- Aplicando a leitura -
1) Liste os componentes da combinação que, segundo o trecho sobre a SDTM, forma o tratamento de primeira linha.
2) Transcreva a parte do trecho sobre a SDTM que começa em "Manejo no operatório" e segue até "apenas com observação.".

- Trecho selecionado -
A ultrassonografia também se mostrou eficaz no diagnóstico da SDTM, com sensibilidade de 79% e 61% para o diagnóstico de ruptura do tendão glúteo e patologia bursal, respectivamente. Os achados característicos das rupturas do tendão glúteo incluem defeitos anecóicos de espessura parcial ou total dentro do tendão. Também pode haver perda de massa muscular e aumento da ecogenicidade devido à degeneração gordurosa.

A tendinose é caracterizada por ecogenicidade heterogênea e espessamento do tendão com ou sem calcificações. Além disso, acúmulos e espessamento do líquido bursal podem ser observados. A avaliação dinâmica com ultrassonografia também pode ser útil na avaliação da dor lateral do quadril, incluindo a confirmação do diagnóstico de coxa saltans externa. A avaliação ultrassonográfica oferece várias vantagens, incluindo baixo custo e capacidade de localizar e administrar corticosteróides com precisão.


Manejo no operatório

O tratamento de primeira linha da SDTM é de natureza conservadora e a maioria dos pacientes responde a uma combinação de modificação da atividade, fisioterapia, AINEs e injeção de corticosteroides (ICS).

Pesquisadores relataram um grupo de 33 pacientes com SDTM tratados conservadoramente por um período mínimo de 6 meses e encontraram melhorias significativas nos escores médios de dor e na escala visual analógica (VAS) por até 12 meses. Além disso, cinco dos seis pacientes que trabalhavam em ocupações que exigiam atividade física intensiva conseguiram retomar o emprego anterior. Mellor et al., (2018) descobriram que 79% dos pacientes tratados com modificação de atividade e terapia de exercícios relataram melhora geral em sua condição em um ano, em comparação com 52% dos pacientes tratados apenas com observação.

Em uma revisão sistemática que avaliou a eficácia da injeção de corticosteroides no tratamento para a síndrome, as taxas de melhora da dor e o retorno ao nível de atividade inicial oscilaram entre 49% e 100%. Em resumo, as injeções parecem ser um tratamento efetivo e seguro para SDTM, e estão associadas com uma baixa taxa de complicações.

(Entradas de dados coletados)
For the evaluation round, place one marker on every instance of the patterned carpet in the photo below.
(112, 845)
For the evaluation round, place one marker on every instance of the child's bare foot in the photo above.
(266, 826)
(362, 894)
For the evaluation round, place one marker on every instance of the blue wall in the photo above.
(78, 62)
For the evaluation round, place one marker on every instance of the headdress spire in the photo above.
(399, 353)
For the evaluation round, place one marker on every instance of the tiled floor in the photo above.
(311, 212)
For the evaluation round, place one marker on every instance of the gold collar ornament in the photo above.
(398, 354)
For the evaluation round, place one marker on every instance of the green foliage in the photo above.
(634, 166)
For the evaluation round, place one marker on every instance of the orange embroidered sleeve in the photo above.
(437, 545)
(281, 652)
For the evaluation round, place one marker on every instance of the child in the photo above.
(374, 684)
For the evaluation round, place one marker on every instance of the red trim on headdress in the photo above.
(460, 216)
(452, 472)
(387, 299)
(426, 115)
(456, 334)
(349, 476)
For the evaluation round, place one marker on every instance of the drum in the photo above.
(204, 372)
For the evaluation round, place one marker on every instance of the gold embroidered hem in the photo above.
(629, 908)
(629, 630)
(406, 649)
* * *
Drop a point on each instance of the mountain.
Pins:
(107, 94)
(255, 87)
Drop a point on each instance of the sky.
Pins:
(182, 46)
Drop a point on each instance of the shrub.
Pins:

- Respostas por tarefa -
1) Modificação da atividade, fisioterapia, AINEs e injeção de corticosteroides (ICS).

2)
Manejo no operatório

O tratamento de primeira linha da SDTM é de natureza conservadora e a maioria dos pacientes responde a uma combinação de modificação da atividade, fisioterapia, AINEs e injeção de corticosteroides (ICS).

Pesquisadores relataram um grupo de 33 pacientes com SDTM tratados conservadoramente por um período mínimo de 6 meses e encontraram melhorias significativas nos escores médios de dor e na escala visual analógica (VAS) por até 12 meses. Além disso, cinco dos seis pacientes que trabalhavam em ocupações que exigiam atividade física intensiva conseguiram retomar o emprego anterior. Mellor et al., (2018) descobriram que 79% dos pacientes tratados com modificação de atividade e terapia de exercícios relataram melhora geral em sua condição em um ano, em comparação com 52% dos pacientes tratados apenas com observação.